Task: Copy out every line from the one with "target: bowl of raspberry" up to and including the one with "316 304 L 327", requests too, and add 37 to each coordinate in the outline answers.

Exercise data:
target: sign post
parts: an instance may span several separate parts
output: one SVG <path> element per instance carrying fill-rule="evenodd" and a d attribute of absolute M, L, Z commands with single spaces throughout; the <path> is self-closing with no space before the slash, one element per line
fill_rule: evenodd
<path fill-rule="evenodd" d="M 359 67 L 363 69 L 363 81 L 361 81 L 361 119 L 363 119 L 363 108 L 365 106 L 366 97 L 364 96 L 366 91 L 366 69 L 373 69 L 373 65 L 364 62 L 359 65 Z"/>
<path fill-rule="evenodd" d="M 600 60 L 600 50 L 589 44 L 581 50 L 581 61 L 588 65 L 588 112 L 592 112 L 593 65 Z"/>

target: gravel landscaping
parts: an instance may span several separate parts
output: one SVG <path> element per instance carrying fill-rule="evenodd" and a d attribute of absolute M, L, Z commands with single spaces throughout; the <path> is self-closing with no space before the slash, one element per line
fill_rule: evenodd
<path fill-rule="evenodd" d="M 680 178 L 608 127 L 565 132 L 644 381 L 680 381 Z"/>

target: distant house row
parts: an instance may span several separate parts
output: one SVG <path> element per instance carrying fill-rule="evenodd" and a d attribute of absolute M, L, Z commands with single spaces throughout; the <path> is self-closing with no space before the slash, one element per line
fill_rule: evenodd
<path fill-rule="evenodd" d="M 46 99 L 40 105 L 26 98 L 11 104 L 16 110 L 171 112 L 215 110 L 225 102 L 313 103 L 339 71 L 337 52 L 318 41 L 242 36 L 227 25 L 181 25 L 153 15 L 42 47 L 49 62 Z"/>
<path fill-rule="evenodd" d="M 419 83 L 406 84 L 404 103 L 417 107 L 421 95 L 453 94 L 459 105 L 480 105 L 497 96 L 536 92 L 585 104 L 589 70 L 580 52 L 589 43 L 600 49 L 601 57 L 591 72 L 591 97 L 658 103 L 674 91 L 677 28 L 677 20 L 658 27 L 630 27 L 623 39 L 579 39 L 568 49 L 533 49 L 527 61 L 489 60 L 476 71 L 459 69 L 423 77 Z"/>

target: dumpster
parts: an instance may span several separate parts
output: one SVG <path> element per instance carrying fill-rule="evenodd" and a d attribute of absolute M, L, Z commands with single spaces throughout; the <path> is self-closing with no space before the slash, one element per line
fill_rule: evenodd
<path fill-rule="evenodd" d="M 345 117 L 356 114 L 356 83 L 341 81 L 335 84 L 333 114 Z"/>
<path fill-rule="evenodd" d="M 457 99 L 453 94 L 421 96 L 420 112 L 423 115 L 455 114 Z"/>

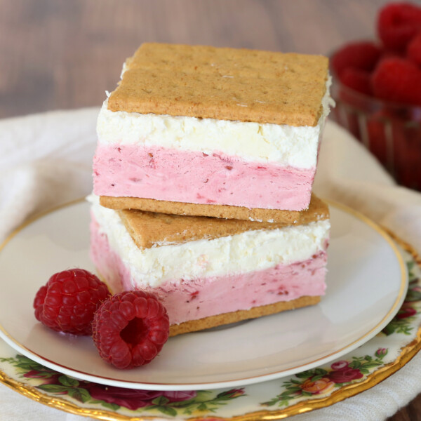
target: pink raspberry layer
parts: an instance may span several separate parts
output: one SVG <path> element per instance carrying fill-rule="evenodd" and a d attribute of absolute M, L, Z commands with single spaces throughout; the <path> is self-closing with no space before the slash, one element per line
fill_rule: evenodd
<path fill-rule="evenodd" d="M 132 279 L 130 270 L 109 247 L 107 236 L 91 222 L 91 255 L 113 292 L 142 288 L 158 295 L 168 313 L 171 324 L 178 324 L 221 313 L 288 301 L 305 295 L 324 294 L 326 253 L 291 265 L 245 274 L 178 282 L 166 281 L 158 288 L 145 288 Z"/>
<path fill-rule="evenodd" d="M 93 185 L 98 196 L 302 210 L 309 203 L 315 171 L 216 153 L 100 145 Z"/>

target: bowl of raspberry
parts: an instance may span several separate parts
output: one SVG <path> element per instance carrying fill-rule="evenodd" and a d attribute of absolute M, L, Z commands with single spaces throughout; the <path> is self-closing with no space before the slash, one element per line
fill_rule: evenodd
<path fill-rule="evenodd" d="M 332 118 L 399 184 L 421 191 L 421 6 L 387 4 L 377 34 L 331 55 Z"/>

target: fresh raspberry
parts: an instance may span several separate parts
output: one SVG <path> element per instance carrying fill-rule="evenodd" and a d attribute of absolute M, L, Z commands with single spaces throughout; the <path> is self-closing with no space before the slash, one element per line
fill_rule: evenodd
<path fill-rule="evenodd" d="M 117 368 L 149 363 L 168 338 L 170 322 L 163 305 L 140 290 L 110 297 L 95 314 L 93 342 L 100 355 Z"/>
<path fill-rule="evenodd" d="M 406 57 L 418 66 L 421 66 L 421 32 L 414 36 L 408 44 Z"/>
<path fill-rule="evenodd" d="M 375 97 L 402 104 L 421 105 L 421 69 L 408 60 L 387 58 L 372 74 Z"/>
<path fill-rule="evenodd" d="M 82 269 L 53 275 L 35 295 L 35 317 L 46 326 L 73 335 L 91 335 L 93 314 L 109 295 L 107 286 Z"/>
<path fill-rule="evenodd" d="M 368 95 L 373 94 L 370 80 L 368 72 L 352 67 L 345 69 L 340 76 L 340 81 L 345 86 Z"/>
<path fill-rule="evenodd" d="M 411 3 L 389 3 L 377 17 L 379 37 L 387 48 L 403 51 L 421 30 L 421 8 Z"/>
<path fill-rule="evenodd" d="M 342 72 L 349 67 L 370 72 L 381 54 L 382 50 L 373 42 L 350 43 L 335 53 L 331 60 L 332 68 L 340 78 Z"/>

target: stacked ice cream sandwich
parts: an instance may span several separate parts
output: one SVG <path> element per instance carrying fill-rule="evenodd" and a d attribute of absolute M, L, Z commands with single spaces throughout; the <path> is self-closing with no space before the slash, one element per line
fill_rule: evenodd
<path fill-rule="evenodd" d="M 316 304 L 327 206 L 312 194 L 328 60 L 145 44 L 98 121 L 91 255 L 171 335 Z"/>

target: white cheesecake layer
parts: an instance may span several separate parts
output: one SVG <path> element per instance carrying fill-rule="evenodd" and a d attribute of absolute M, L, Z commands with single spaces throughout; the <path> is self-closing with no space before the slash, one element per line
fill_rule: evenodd
<path fill-rule="evenodd" d="M 329 78 L 322 100 L 323 114 L 314 127 L 112 112 L 107 108 L 106 100 L 97 122 L 98 142 L 159 146 L 207 154 L 217 152 L 248 161 L 314 168 L 332 102 L 330 83 Z"/>
<path fill-rule="evenodd" d="M 88 200 L 100 232 L 107 236 L 110 247 L 130 268 L 134 279 L 145 280 L 152 287 L 167 281 L 177 283 L 243 274 L 306 260 L 325 250 L 329 239 L 328 220 L 140 249 L 114 210 L 100 206 L 96 196 Z"/>

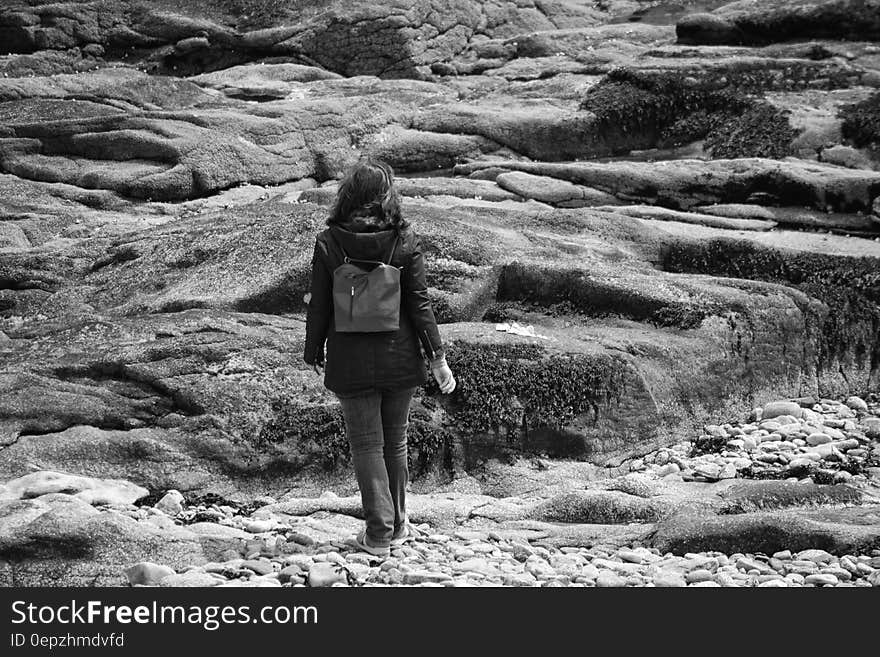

Reply:
target: bowl of raspberry
parts: an instance may span several separate parts
output: one SVG <path> element per instance carrying fill-rule="evenodd" and a d attribute of absolute M, L, Z commands with single spaces throughout; the <path> is self-closing with no space before the slash, one element per line
fill_rule: evenodd
<path fill-rule="evenodd" d="M 369 155 L 436 221 L 458 228 L 458 43 L 424 41 L 414 71 L 368 92 Z"/>

target: fresh raspberry
parts: an instance may span several separate parts
output: one SVG <path> element per instance carrying fill-rule="evenodd" and a d attribute of absolute M, L, Z commands with single spaces throughout; the <path> is self-closing with no space before the slash, one element per line
fill_rule: evenodd
<path fill-rule="evenodd" d="M 154 405 L 186 400 L 205 375 L 207 359 L 200 342 L 177 327 L 147 334 L 132 351 L 130 379 L 137 392 Z"/>
<path fill-rule="evenodd" d="M 443 94 L 455 103 L 458 103 L 458 69 L 451 73 L 445 81 Z"/>
<path fill-rule="evenodd" d="M 412 134 L 439 141 L 458 142 L 458 106 L 445 97 L 424 95 L 409 111 Z"/>
<path fill-rule="evenodd" d="M 119 306 L 90 312 L 72 332 L 72 354 L 83 363 L 110 372 L 128 372 L 130 351 L 146 332 L 144 323 Z"/>
<path fill-rule="evenodd" d="M 405 132 L 410 131 L 407 117 L 405 109 L 389 104 L 382 106 L 377 113 L 377 118 L 382 123 Z"/>
<path fill-rule="evenodd" d="M 448 40 L 426 40 L 414 54 L 416 74 L 424 85 L 440 88 L 458 67 L 458 45 Z"/>
<path fill-rule="evenodd" d="M 379 109 L 386 104 L 407 109 L 418 91 L 419 87 L 410 79 L 387 80 L 372 90 L 368 97 L 369 105 L 377 115 Z"/>

target: stacked ice cream sandwich
parts: an instance may span several separate parts
output: one SVG <path> element per instance carrying fill-rule="evenodd" and a d attribute of absolute M, L, Z commands with single spaces throughout; the <path> is self-closing with no space before the slash, one element per line
fill_rule: evenodd
<path fill-rule="evenodd" d="M 353 341 L 364 243 L 349 231 L 365 97 L 182 81 L 135 158 L 128 292 L 208 372 Z"/>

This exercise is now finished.